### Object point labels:
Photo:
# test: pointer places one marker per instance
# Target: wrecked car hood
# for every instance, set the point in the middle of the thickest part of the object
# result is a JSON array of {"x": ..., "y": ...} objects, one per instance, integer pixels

### WHAT IS NEEDED:
Copy out all of the data above again word for word, changing nothing.

### CORRECT ANSWER:
Photo:
# test: pointer places one marker per instance
# Target: wrecked car hood
# for every instance, set the point in the middle of the thickest part of the object
# result is a JSON array of {"x": ..., "y": ...} objects, one per instance, integer pixels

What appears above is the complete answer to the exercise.